Exercise: Should an entry contain an image, leave the image out and repeat the entry's text exactly.

Material to process:
++++++++

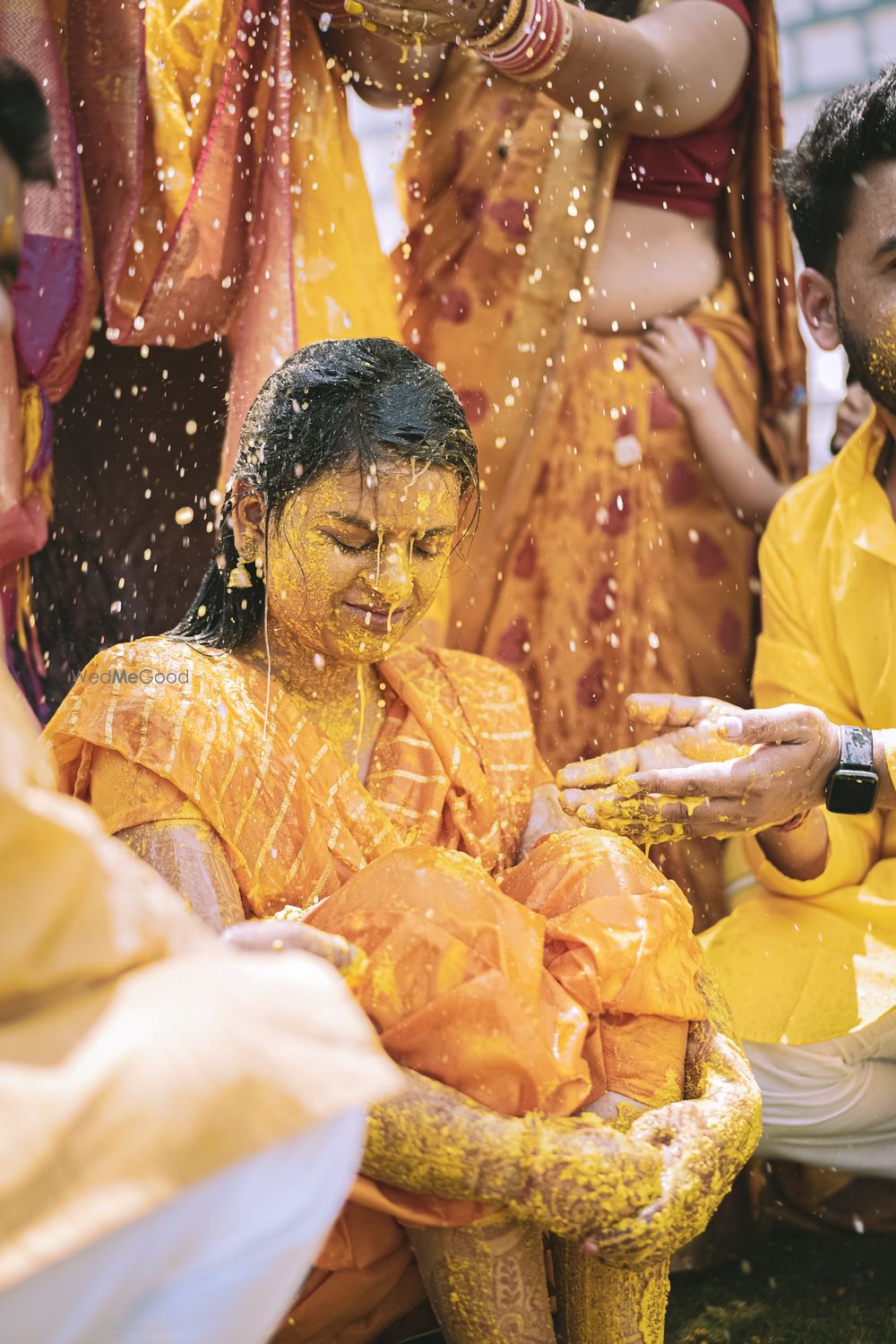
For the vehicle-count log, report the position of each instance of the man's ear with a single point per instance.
(249, 521)
(815, 297)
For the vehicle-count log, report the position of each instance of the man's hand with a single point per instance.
(712, 771)
(704, 1142)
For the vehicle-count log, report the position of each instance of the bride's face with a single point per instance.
(355, 562)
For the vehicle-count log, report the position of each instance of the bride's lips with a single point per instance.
(381, 620)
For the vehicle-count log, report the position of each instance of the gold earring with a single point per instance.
(239, 575)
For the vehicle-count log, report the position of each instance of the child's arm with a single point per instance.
(673, 351)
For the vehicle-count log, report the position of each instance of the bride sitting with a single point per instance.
(288, 752)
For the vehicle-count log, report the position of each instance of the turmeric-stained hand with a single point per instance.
(285, 935)
(712, 771)
(704, 1142)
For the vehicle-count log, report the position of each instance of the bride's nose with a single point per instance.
(392, 578)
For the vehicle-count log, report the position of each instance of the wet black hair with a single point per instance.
(852, 131)
(24, 124)
(613, 8)
(332, 406)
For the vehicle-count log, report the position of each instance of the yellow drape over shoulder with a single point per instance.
(120, 1011)
(806, 961)
(528, 986)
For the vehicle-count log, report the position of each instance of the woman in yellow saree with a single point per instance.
(552, 217)
(287, 752)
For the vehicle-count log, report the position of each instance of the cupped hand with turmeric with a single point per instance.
(712, 769)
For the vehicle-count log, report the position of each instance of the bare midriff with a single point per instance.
(651, 263)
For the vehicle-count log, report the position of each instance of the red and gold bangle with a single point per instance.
(505, 24)
(535, 43)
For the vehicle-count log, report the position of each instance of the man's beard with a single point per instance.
(872, 360)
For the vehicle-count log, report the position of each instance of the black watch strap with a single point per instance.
(856, 749)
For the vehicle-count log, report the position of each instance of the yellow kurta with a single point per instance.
(806, 961)
(137, 1054)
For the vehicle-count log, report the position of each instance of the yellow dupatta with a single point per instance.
(505, 196)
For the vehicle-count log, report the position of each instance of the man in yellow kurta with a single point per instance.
(809, 961)
(180, 1121)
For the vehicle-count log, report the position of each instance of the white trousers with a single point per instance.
(218, 1265)
(831, 1104)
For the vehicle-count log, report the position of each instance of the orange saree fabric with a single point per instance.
(606, 562)
(532, 986)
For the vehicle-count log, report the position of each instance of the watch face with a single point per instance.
(853, 792)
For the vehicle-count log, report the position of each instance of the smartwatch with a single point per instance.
(852, 787)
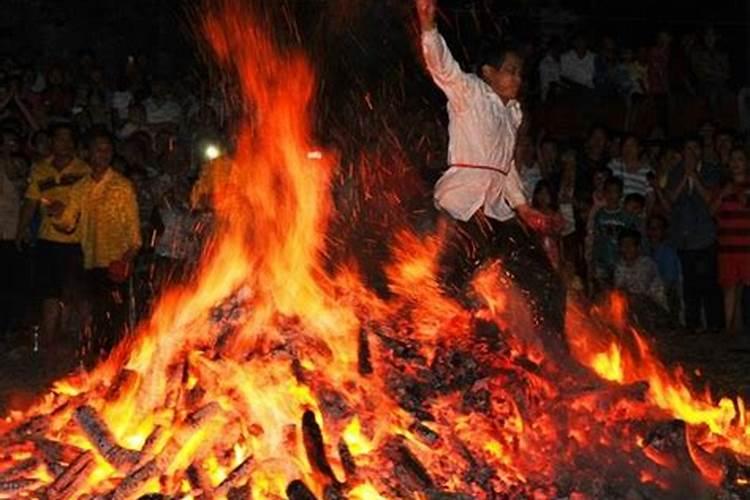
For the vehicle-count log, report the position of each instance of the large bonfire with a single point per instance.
(267, 377)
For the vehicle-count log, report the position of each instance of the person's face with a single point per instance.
(505, 80)
(629, 249)
(599, 179)
(634, 208)
(549, 152)
(55, 77)
(63, 145)
(11, 144)
(612, 194)
(630, 148)
(655, 231)
(597, 142)
(738, 164)
(543, 198)
(692, 152)
(723, 145)
(100, 153)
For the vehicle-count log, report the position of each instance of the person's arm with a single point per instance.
(445, 71)
(23, 234)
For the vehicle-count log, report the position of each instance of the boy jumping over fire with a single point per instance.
(481, 194)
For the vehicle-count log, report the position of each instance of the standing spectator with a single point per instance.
(550, 70)
(162, 109)
(550, 230)
(733, 218)
(637, 274)
(609, 222)
(629, 168)
(58, 97)
(59, 264)
(577, 66)
(667, 262)
(110, 238)
(658, 76)
(693, 234)
(10, 211)
(711, 69)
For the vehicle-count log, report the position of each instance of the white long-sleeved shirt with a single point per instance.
(578, 69)
(482, 132)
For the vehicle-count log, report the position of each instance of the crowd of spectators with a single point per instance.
(95, 183)
(98, 208)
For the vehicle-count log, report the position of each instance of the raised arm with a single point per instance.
(443, 68)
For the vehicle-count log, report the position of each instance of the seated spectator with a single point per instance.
(550, 80)
(635, 273)
(606, 62)
(693, 233)
(577, 66)
(733, 219)
(162, 109)
(630, 169)
(667, 262)
(609, 222)
(711, 69)
(135, 122)
(553, 223)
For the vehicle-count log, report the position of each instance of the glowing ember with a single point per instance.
(267, 378)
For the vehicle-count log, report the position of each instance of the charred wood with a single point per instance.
(73, 478)
(347, 460)
(100, 436)
(364, 363)
(314, 445)
(297, 490)
(240, 474)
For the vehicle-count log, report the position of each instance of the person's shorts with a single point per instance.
(58, 269)
(734, 269)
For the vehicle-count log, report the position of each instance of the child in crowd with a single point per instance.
(731, 208)
(635, 205)
(667, 262)
(609, 222)
(551, 230)
(637, 274)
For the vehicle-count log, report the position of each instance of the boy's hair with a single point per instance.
(493, 53)
(100, 133)
(660, 219)
(614, 181)
(635, 198)
(63, 125)
(629, 234)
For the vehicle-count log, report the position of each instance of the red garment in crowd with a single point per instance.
(733, 221)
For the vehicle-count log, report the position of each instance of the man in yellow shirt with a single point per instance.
(59, 263)
(110, 237)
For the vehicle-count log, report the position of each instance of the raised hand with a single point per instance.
(426, 12)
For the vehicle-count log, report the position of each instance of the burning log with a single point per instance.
(347, 460)
(19, 469)
(235, 478)
(100, 436)
(18, 486)
(297, 490)
(200, 481)
(314, 446)
(73, 478)
(125, 382)
(408, 469)
(33, 427)
(363, 352)
(133, 482)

++++++++

Worked solution:
For the vehicle-count log, report the position of each instance of the man's ear with a single point per instance.
(249, 521)
(815, 297)
For the vehicle-count log, report the position of each instance of the man's hand with a single point per instance.
(712, 771)
(704, 1142)
For the vehicle-count log, report the position of each instance of the bride's face with a single point per instance.
(355, 562)
For the vehicle-count log, report the position of each instance of the bride's lips with a single point per instance.
(381, 620)
For the vehicle-count log, report the position of each instance of the gold earring with a single point per instance.
(239, 575)
For the vehicle-count log, report the position of each instance of the child's arm with a single point per instance.
(673, 351)
For the vehicle-count log, report the position of each instance of the bride sitting with a single point per instance.
(288, 752)
For the vehicle-count log, report the position of each instance of the turmeric-stained hand with a single point per instance.
(285, 935)
(712, 771)
(704, 1142)
For the vehicle-count log, report the position of each instance of the bride's nose with a single point per instance.
(392, 578)
For the vehicle-count log, report the position of each instance of the wet black hair with a single point per instance.
(852, 131)
(24, 124)
(613, 8)
(332, 406)
For the vehicle-count log, report the position of each instance of the yellow drape over shoulder with a single point per instance.
(120, 1011)
(806, 961)
(528, 986)
For the vehicle-count log, report the position of each instance of the woman in yellow saree with a single point per instance.
(552, 217)
(287, 752)
For the vehicle-count log, report the position of each instance of the cupped hand with turmeric with a single point per instance.
(712, 769)
For the vehicle-count log, report the position of each instance of the bare midriff with a single point per instance.
(651, 263)
For the vehicle-count log, report the position of each instance of the red and gold bangle with a single point per instance.
(505, 24)
(535, 43)
For the vehicle-count log, report the position of each instance of the man's beard with a single point per instance.
(872, 360)
For the vehicle-count log, report the position of each instance of the black watch strap with a single point per instance.
(856, 749)
For the vehicle-count log, report the position of each instance of the yellow kurta with a single point per instance.
(806, 961)
(137, 1054)
For the vehicle-count log, report the position of each instance of the yellow dupatta with a single point per instance.
(505, 196)
For the vehicle-count log, report the position of each instance of the man in yellow kurta with a single point per instance.
(809, 961)
(180, 1121)
For the vehicle-count log, report the position of each instance of the white trousers with a single point per instance.
(218, 1265)
(831, 1104)
For the vehicle-count log, report the position of each instance of the orange saree fabric with a single point per instance.
(606, 562)
(532, 986)
For the vehicle-count log, report the position of each instance of the watch face with a single point per instance.
(853, 792)
For the vehicle-count log, report the position of each instance of the smartwatch with a single point per instance.
(852, 787)
For the vehicle-count log, report the position of each instance of the large bonfire with a single point per instance.
(267, 377)
For the vehicle-count log, report the position of each instance of the person's face with a single point per instance.
(505, 80)
(629, 249)
(599, 179)
(634, 208)
(549, 152)
(55, 77)
(63, 145)
(11, 144)
(612, 194)
(630, 148)
(655, 231)
(597, 142)
(738, 164)
(543, 198)
(692, 152)
(723, 145)
(100, 153)
For the vehicle-count log, report the position of each instance of the person's arm with a single point per instance.
(445, 71)
(23, 234)
For the vehicle-count log, report the position of each instance of the boy jumping over fire with a single point per instance.
(481, 194)
For the vehicle-count log, report the position of each instance of the standing spectator with a single point per instance.
(550, 70)
(162, 109)
(550, 230)
(733, 218)
(637, 274)
(609, 222)
(629, 168)
(58, 97)
(59, 264)
(577, 66)
(667, 262)
(110, 238)
(658, 76)
(693, 234)
(10, 211)
(711, 69)
For the vehicle-count log, report the position of each instance of the white long-sleeved shirt with a single point per instance.
(578, 69)
(482, 132)
For the vehicle-count log, report the position of each instance of the crowd of spectators with a single point per instance.
(95, 183)
(98, 208)
For the vehicle-count log, report the position of each instance of the raised arm with a single point per instance.
(443, 68)
For the vehicle-count log, report the position of each instance of the seated spectator with a single point per instance.
(550, 80)
(635, 273)
(606, 62)
(693, 233)
(577, 66)
(733, 219)
(162, 109)
(630, 169)
(667, 262)
(609, 222)
(711, 69)
(135, 122)
(553, 223)
For the vehicle-count log, report the position of each instance of the glowing ember with a single point per instance.
(267, 378)
For the vehicle-count log, report the position of each instance of the charred wood with a single point per instance.
(73, 478)
(347, 460)
(100, 436)
(364, 363)
(314, 445)
(297, 490)
(240, 474)
For the vehicle-count log, report the position of each instance of the person's shorts with a single point per instance.
(58, 269)
(734, 269)
For the vehicle-count log, report the position of each instance of the child in crowd with a single point per instance.
(731, 208)
(635, 205)
(667, 262)
(609, 222)
(551, 230)
(637, 274)
For the vehicle-count log, report the position of each instance of the boy's hair with a single point per instance.
(493, 53)
(100, 133)
(660, 219)
(614, 181)
(635, 198)
(63, 125)
(629, 234)
For the vehicle-count log, report the position of each instance of the red garment in crowd with a single point per instance.
(733, 221)
For the vehicle-count log, report the position of each instance of the man in yellow shirt with a single point per instance.
(59, 263)
(110, 237)
For the vehicle-count log, report the position of each instance of the raised hand with a single point per instance.
(426, 12)
For the vehicle-count log, report the position of each instance of the burning log with a single point per instance.
(347, 460)
(19, 469)
(235, 478)
(100, 436)
(18, 486)
(297, 490)
(200, 481)
(314, 446)
(73, 478)
(125, 382)
(408, 469)
(33, 427)
(363, 352)
(133, 482)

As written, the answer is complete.